[Records for this task — start]

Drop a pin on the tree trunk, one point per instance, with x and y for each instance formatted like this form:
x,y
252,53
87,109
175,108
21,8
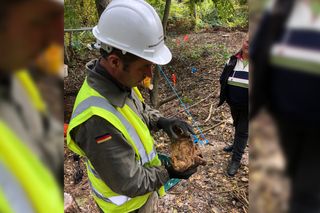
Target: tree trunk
x,y
101,5
154,94
166,16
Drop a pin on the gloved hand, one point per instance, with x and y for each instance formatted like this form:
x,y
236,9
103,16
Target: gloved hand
x,y
181,175
168,125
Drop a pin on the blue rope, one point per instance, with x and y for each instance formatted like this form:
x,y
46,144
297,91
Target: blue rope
x,y
195,138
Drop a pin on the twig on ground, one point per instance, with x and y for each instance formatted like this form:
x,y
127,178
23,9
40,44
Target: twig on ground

[Records for this task — finish]

> [Description of the task]:
Looking at the material above, say how many of its lines include "ground", and give nothing besides the number.

> [Solved exercise]:
2